Lucien Bouchard était premier ministre lorsqu'on lui a annoncé que Paul Desmarais souhaitait le voir.

Les deux hommes s'étaient déjà croisés quelques fois, notamment à l'époque où l'ancien politicien était ambassadeur à Paris. Mais depuis qu'il avait claqué la porte du Parti conservateur pour fonder le Bloc québécois, rien.

«Un jour, un ami commun m'a dit: «M. Desmarais aimerait te revoir.» On a pris un café ensemble. Je me rappelle qu'il m'avait parlé en termes favorables de la politique de rigueur budgétaire que je pratiquais. Ça ne m'avait pas surpris qu'il soit d'accord avec ça.»

Malgré des divergences politiques marquées, ils sont devenus amis. Suffisamment, en fait, pour que ce soit un membre de la famille Desmarais qui lui annonce hier matin la mort du patriarche.

«C'était un homme extrêmement sympathique, simple et accessible. Sa personnalité et ses qualités humaines dépassaient tout le reste», dit l'ancien chef du Parti québécois.

La première fois qu'il l'a vu, il était assis entre lui et René Lévesque à une table de banquet du Château Frontenac, pendant la visite du président américain Ronald Reagan à Québec. «On ne pouvait pas le rencontrer sans être frappé par sa personnalité, son entregent, son esprit. Il avait évidemment un pouvoir économique tout à fait considérable. À la mesure de ses réussites. Mais ce qui était puissant chez lui, en particulier, c'était l'humain, le pouvoir de la personnalité. Et d'ailleurs, çà a dû l'aider à réussir en affaires.»

***

** EXERCICES **
**a.** Reproduisez, s'il vous plaît, le passage du texte sur Paul Desmarais en commençant à "Les deux hommes" et en terminant à "mort du patriarche.".
**b.** D'après le texte sur Paul Desmarais, quel parti Lucien Bouchard a-t-il quitté pour fonder le Bloc québécois ?
**c.** Poursuivez le texte sur Paul Desmarais à partir de sa dernière phrase.

***

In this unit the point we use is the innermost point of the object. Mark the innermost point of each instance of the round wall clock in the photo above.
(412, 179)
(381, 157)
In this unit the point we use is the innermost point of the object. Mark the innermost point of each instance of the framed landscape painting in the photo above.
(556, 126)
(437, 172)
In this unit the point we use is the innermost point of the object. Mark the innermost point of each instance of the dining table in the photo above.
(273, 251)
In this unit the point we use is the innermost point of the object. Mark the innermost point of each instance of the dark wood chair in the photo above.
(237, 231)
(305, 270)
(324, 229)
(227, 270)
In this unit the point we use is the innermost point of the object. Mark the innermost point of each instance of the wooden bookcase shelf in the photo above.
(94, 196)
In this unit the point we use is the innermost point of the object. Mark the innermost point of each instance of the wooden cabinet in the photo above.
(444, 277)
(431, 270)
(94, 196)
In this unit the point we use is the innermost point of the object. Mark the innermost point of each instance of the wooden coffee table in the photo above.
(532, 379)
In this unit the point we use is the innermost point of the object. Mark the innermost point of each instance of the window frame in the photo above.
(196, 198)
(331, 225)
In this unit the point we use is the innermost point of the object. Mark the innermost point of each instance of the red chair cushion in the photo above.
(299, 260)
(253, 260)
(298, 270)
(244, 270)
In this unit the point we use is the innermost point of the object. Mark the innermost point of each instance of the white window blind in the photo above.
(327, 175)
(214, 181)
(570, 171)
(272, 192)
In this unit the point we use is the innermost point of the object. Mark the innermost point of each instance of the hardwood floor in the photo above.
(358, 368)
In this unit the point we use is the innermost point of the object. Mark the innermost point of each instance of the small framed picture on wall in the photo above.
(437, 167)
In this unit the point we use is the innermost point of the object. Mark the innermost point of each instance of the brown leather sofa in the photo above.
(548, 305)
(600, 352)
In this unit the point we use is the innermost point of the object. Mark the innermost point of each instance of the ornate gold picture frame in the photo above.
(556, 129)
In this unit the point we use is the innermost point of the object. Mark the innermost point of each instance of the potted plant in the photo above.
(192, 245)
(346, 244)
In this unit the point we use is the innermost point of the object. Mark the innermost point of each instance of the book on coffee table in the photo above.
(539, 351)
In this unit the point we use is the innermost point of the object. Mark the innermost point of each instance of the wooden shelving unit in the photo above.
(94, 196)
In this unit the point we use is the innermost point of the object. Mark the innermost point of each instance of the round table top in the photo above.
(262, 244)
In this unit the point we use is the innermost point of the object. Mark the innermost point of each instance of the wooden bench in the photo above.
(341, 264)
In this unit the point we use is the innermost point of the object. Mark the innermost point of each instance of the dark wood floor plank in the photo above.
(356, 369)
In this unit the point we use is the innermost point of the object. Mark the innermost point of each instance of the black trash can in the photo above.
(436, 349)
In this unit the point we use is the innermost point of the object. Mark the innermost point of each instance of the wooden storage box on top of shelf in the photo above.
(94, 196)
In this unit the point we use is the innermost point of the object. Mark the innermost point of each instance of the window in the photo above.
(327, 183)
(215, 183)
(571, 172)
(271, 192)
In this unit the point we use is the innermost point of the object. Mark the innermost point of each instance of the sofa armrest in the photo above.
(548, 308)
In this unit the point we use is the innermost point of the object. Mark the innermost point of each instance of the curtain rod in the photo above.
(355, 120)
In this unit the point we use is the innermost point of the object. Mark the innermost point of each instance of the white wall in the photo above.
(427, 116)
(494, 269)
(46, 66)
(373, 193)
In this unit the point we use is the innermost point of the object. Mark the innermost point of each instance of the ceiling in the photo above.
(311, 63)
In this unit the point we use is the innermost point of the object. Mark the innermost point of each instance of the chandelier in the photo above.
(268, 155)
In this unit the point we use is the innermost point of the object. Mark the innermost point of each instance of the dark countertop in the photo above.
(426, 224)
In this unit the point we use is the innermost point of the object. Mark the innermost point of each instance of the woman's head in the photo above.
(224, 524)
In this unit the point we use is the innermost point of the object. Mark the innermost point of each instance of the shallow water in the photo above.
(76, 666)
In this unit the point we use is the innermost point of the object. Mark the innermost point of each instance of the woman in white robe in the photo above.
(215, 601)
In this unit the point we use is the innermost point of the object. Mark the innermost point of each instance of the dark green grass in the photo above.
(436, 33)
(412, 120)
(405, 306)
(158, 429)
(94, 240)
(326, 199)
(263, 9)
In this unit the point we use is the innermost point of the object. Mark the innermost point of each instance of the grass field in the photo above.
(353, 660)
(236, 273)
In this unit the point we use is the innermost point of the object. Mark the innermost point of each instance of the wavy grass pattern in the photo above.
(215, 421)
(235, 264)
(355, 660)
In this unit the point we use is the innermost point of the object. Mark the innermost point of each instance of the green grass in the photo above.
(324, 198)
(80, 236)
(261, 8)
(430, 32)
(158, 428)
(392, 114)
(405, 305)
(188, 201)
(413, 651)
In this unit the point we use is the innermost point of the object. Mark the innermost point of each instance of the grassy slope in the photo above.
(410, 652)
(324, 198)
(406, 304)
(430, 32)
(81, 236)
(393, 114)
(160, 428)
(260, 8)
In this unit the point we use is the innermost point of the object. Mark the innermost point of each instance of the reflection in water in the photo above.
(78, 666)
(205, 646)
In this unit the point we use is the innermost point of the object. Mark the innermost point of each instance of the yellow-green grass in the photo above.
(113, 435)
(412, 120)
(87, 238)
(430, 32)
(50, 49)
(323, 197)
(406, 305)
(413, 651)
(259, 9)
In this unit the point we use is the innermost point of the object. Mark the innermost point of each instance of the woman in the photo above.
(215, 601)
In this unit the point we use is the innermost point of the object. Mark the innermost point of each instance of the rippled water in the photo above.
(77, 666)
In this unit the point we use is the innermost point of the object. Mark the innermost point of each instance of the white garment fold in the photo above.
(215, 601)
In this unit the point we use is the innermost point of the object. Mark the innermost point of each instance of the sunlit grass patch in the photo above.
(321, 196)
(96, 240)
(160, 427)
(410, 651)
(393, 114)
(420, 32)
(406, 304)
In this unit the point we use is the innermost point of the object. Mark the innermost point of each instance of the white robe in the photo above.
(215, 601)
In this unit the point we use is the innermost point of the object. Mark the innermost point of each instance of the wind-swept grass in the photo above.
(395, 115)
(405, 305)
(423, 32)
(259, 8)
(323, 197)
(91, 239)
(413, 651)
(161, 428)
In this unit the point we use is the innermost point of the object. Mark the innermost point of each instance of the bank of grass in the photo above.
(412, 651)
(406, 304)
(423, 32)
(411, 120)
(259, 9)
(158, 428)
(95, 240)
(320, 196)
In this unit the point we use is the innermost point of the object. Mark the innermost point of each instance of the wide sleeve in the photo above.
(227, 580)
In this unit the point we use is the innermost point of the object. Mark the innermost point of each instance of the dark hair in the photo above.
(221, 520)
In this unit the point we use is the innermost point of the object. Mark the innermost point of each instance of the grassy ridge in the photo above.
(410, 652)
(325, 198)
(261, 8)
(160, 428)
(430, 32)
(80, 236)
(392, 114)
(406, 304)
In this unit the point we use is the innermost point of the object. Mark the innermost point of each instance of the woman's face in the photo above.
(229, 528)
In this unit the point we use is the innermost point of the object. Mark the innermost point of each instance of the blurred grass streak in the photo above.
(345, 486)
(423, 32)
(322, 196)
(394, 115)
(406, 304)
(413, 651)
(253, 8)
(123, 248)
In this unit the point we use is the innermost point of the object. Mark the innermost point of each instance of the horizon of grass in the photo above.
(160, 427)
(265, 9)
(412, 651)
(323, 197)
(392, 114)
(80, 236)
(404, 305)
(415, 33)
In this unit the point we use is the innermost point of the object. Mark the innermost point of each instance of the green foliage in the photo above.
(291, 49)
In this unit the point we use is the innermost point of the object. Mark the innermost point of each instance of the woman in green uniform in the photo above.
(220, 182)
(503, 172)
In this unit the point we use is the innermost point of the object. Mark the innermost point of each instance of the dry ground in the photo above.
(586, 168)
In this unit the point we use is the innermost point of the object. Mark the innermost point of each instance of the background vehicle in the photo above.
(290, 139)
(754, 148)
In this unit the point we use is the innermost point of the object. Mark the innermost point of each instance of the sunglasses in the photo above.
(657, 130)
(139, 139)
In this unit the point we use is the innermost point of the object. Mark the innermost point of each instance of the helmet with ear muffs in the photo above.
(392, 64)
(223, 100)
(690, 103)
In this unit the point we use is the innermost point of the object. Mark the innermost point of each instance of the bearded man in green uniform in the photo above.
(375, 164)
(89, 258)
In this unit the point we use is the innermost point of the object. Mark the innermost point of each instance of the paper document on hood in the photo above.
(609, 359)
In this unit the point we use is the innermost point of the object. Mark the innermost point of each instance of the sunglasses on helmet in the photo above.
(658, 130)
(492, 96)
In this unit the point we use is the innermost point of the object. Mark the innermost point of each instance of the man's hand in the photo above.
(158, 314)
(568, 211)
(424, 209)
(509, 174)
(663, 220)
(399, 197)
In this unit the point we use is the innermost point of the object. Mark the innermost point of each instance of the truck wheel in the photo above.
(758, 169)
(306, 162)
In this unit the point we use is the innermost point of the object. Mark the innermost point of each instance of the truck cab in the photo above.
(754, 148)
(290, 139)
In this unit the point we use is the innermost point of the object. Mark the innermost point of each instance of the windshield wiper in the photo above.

***

** RÉPONSES DANS L'ORDRE **
**a.**
Les deux hommes s'étaient déjà croisés quelques fois, notamment à l'époque où l'ancien politicien était ambassadeur à Paris. Mais depuis qu'il avait claqué la porte du Parti conservateur pour fonder le Bloc québécois, rien.

«Un jour, un ami commun m'a dit: «M. Desmarais aimerait te revoir.» On a pris un café ensemble. Je me rappelle qu'il m'avait parlé en termes favorables de la politique de rigueur budgétaire que je pratiquais. Ça ne m'avait pas surpris qu'il soit d'accord avec ça.»

Malgré des divergences politiques marquées, ils sont devenus amis. Suffisamment, en fait, pour que ce soit un membre de la famille Desmarais qui lui annonce hier matin la mort du patriarche.

**b.** Le Parti conservateur.

**c.**
Ensemble, ils discutaient de littérature, d'architecture, d'art et d'histoire, mais rarement de politique. «Ce n'est pas quelqu'un qui vous rencontrait et qui cherchait à parler politique. Évidemment, il s'intéressait au grand débat Québec souverain, Québec fédéraliste. Lui était manifestement fédéraliste.»

Cela n'a jamais créé de frictions. «Il n'était pas du genre à vous dire pour qui voter. On s'entendait sur 95% des sujets. Et surtout, on avait du plaisir ensemble. Je n'ai jamais pensé qu'il fallait rompre des liens avec des gens qui ne partagent pas nos opinions.»

Fort d'une relation privilégiée avec l'ex-premier ministre, Paul Desmarais a-t-il déjà tenté un jour de l'influencer? «Jamais, tranche-t-il. Il n'avait pas besoin d'essayer d'influencer les gouvernements. D'abord, il ne faisait pratiquement pas affaire avec eux.»

Sauf, dit-il, qu'il avait des idées qu'il appuyait sur une masse d'informations. «Il rencontrait tous les grands décideurs économiques du monde. Il n'y a presque pas de grands personnages de son époque qu'il n'a pas rencontrés. Il était fasciné par ces gens-là. Il apprenait beaucoup de choses d'eux, et eux de lui.»

Bien avant l'homme d'affaires, c'est toutefois de l'ami, du père de famille et du passionné d'art que Lucien Bouchard garde un souvenir marqué. «Parfois, je me demande pourquoi il n'a pas été architecte. Les belles maisons qu'il a faites, il a mis des années à les dessiner. Il n'y a rien qu'il aimait plus que de lire des plans.»

L'ancien politicien louange aussi la générosité de son ami. «Je me souviens avoir été assis autour d'une table avec lui et Jean Chrétien, alors qu'il était premier ministre du Canada et moi, du Québec. L'Orchestre Symphonique avait besoin d'argent. M. Desmarais s'était levé et avait dit: «Moi, je donne tant de millions. Vous, combien donnez-vous? "»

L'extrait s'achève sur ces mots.